Information shown ::
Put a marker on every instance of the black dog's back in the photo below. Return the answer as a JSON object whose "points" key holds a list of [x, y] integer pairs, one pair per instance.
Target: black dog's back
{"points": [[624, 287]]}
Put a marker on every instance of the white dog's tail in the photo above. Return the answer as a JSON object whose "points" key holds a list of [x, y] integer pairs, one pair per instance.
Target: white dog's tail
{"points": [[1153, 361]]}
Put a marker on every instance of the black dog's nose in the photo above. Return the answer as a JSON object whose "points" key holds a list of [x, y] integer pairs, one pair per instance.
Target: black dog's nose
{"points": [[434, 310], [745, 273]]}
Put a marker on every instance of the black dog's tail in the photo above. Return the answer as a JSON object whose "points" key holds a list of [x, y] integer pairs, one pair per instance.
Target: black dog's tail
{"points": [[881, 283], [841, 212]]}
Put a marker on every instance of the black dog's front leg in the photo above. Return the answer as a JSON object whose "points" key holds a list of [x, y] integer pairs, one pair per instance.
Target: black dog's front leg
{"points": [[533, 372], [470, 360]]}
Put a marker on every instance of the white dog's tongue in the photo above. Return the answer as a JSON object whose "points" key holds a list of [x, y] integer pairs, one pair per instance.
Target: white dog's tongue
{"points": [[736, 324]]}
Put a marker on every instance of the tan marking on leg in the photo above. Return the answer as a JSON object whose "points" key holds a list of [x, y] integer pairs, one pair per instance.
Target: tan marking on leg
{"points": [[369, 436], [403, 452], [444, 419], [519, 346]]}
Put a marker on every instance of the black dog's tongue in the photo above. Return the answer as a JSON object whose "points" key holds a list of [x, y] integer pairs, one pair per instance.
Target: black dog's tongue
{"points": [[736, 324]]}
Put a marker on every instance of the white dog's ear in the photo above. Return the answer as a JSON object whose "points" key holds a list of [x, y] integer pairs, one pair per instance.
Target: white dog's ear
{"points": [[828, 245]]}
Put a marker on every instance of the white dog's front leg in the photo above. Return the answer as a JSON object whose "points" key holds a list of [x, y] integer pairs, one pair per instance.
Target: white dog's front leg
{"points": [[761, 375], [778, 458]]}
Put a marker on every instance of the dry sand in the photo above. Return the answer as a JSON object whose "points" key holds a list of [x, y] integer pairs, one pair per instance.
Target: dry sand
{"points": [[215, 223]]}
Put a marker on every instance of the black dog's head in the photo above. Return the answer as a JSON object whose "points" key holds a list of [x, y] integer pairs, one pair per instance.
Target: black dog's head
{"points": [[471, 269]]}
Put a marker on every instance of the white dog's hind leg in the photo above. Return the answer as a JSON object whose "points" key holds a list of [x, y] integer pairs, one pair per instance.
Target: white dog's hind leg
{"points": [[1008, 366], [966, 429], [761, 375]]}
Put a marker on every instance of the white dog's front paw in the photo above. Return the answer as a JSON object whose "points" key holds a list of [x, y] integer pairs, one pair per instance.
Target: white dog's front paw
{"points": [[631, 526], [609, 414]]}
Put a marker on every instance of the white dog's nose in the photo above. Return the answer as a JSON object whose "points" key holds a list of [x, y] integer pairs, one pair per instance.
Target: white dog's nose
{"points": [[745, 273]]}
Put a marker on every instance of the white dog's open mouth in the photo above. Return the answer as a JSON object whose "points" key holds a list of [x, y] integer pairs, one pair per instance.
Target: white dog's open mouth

Exercise objective ::
The required output is the whole listing, printed again exactly.

Task solution ::
Put a marker on every instance of the black dog's back in the photo below. Return the answer as a JSON object whose "points" key holds a list of [x, y] integer pairs, one pair per instance.
Target: black dog's back
{"points": [[624, 287]]}
Put a marker on every instance of the white dog's tail in the photo above. Return the answer as a JSON object whose "points" key holds a list of [x, y] integer pairs, one pair per instance.
Target: white dog's tail
{"points": [[1153, 361]]}
Put a marker on every instance of the black dog's nose in the photo above. Return the answer as a JSON object whose "points" key holds a list of [x, y] integer pairs, one pair per instance.
Target: black dog's nose
{"points": [[434, 310], [745, 273]]}
Put a marker on every instance of the black dog's tail in the photo above. Return the answer as a JSON object whose "points" key holds a list of [x, y] integer pairs, one pair per instance.
Target: black dog's tail
{"points": [[881, 283], [841, 212]]}
Put a marker on every instance of the black dog's front leg in the photo above. Return the answer as a JSON object whose "points" key holds a list of [x, y] integer pairs, one pair per instance.
Target: black dog's front leg
{"points": [[533, 372], [470, 360]]}
Put a marker on every instance of the white dog's tongue in the photo above. Return the answer as a JSON object whose "points" key holds a list of [x, y] integer pairs, one pair per instance.
Target: white dog's tongue
{"points": [[736, 324]]}
Put a marker on every instance of the tan marking on leg in the photo above. Return the answer as a JSON object whose "points" key holds a list of [x, y] integer pairs, one pair per instance.
Target: tan marking on leg
{"points": [[369, 436], [403, 452], [444, 419], [519, 346]]}
Put a marker on every instance of the black dog's tongue in the photo above. Return the answer as a JSON object whose "points" key holds a list of [x, y] integer pairs, one pair per instance.
Target: black dog's tongue
{"points": [[736, 324]]}
Put a marker on every instance of the white dog's ear in the photo above. Return the answer as a JSON object whose "points" key holds a list of [x, y] integer pairs, one pair per instance.
Target: white dog's ear
{"points": [[828, 245]]}
Put a marker on every instance of the white dog's front leg in the photo above. Return the answer as a JSON object whose "points" key holds a list of [x, y] integer pairs, one pair per instance.
Target: white dog's front leg
{"points": [[761, 375], [778, 458]]}
Put a marker on every instance of the dry sand in the photo above. Return the answer as a JSON object whose "points" key holds a list of [x, y] integer pairs, one pair per instance.
Target: dry sand
{"points": [[215, 223]]}
Put a marker on every instance of the black dog's head in the photo above. Return the answer as a JSON object whose "points" key holds a list of [x, y] integer pairs, one pair per instance.
Target: black dog's head
{"points": [[471, 269]]}
Put a marker on every instance of the white dog's hind leg in the photo above. Return the answer as a JSON object whose "points" key holds a list of [x, y] integer pairs, one pair per instance.
Target: white dog's hind leg
{"points": [[1008, 366], [966, 429], [761, 375]]}
Put a marker on every instance of the white dog's front paw in the photo above. Return the answer as a JSON object whose "points" key holds a list of [x, y] integer pairs, one pair per instance.
Target: white dog's front paw
{"points": [[631, 526], [609, 414]]}
Put a marker on every instance of the white dog's nose in the photo above. Return the answer as a JSON object whose "points" key holds a list of [x, y] integer pairs, one pair per instance.
Target: white dog's nose
{"points": [[745, 273]]}
Put a marker on every instance of the white dog's open mouth in the photo above. Return the answer as a JSON object whose "points" key holds a list of [x, y] integer pairs, one pair per instance.
Target: white dog's open mouth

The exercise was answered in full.